:: INFORMATION GIVEN

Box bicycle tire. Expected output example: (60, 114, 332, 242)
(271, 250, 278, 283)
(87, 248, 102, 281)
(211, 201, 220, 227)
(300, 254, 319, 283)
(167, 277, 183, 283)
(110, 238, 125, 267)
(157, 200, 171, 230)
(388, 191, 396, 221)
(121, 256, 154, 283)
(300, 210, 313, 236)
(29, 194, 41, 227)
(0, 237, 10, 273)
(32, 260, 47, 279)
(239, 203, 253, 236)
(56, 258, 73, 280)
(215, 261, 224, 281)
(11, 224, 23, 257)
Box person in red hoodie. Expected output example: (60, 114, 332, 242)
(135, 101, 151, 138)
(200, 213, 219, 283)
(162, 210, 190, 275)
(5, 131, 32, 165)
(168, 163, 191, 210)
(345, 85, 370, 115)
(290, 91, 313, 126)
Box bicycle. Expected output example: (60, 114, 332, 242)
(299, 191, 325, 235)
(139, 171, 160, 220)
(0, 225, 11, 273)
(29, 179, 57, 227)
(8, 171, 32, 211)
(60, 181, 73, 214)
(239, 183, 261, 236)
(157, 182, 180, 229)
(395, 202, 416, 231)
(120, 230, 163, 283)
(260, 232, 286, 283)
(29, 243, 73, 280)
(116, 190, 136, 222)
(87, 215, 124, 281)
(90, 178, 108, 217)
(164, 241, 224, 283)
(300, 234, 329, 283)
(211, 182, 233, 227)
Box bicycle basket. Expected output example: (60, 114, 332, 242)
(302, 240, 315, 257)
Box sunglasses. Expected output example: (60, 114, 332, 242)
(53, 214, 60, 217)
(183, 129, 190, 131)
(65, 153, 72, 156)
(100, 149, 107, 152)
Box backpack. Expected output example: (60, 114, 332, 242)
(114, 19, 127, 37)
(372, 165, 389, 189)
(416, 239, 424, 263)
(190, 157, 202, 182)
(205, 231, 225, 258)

::::

■ YOUR TASK ■
Please give all the lines above again, exactly as they read.

■ OUTPUT BELOW ■
Box bicycle tire. Expected output example: (60, 114, 332, 242)
(271, 250, 278, 283)
(87, 248, 102, 281)
(211, 201, 220, 227)
(300, 254, 319, 283)
(167, 277, 183, 283)
(110, 238, 125, 267)
(157, 200, 171, 230)
(388, 191, 396, 221)
(121, 256, 154, 283)
(300, 210, 313, 236)
(29, 194, 41, 227)
(0, 237, 10, 273)
(32, 260, 47, 279)
(239, 203, 253, 236)
(56, 258, 73, 280)
(215, 261, 224, 281)
(11, 224, 23, 257)
Box person in red hoodie. Expected output example: (60, 114, 332, 242)
(135, 101, 151, 138)
(200, 213, 219, 283)
(162, 210, 190, 275)
(5, 131, 32, 165)
(168, 163, 191, 210)
(345, 85, 370, 115)
(290, 91, 313, 126)
Box bicycle. Expected output example: (60, 114, 332, 242)
(299, 191, 325, 235)
(139, 171, 160, 220)
(0, 225, 11, 273)
(29, 179, 57, 227)
(8, 171, 32, 211)
(60, 181, 73, 214)
(239, 183, 261, 236)
(157, 182, 180, 229)
(395, 202, 416, 231)
(120, 230, 163, 283)
(260, 232, 286, 283)
(29, 243, 73, 280)
(116, 190, 136, 222)
(87, 215, 124, 281)
(90, 178, 108, 217)
(164, 241, 224, 283)
(300, 234, 329, 283)
(211, 182, 233, 227)
Box bicycle basket. Expected output example: (60, 114, 332, 242)
(302, 240, 315, 257)
Box sunglasses. Expected output example: (60, 114, 332, 242)
(53, 214, 60, 217)
(183, 129, 190, 131)
(65, 153, 72, 156)
(100, 149, 107, 152)
Box backpack. Expected output example: (60, 114, 332, 242)
(114, 19, 127, 37)
(372, 165, 389, 189)
(416, 239, 424, 263)
(190, 157, 202, 182)
(205, 231, 225, 258)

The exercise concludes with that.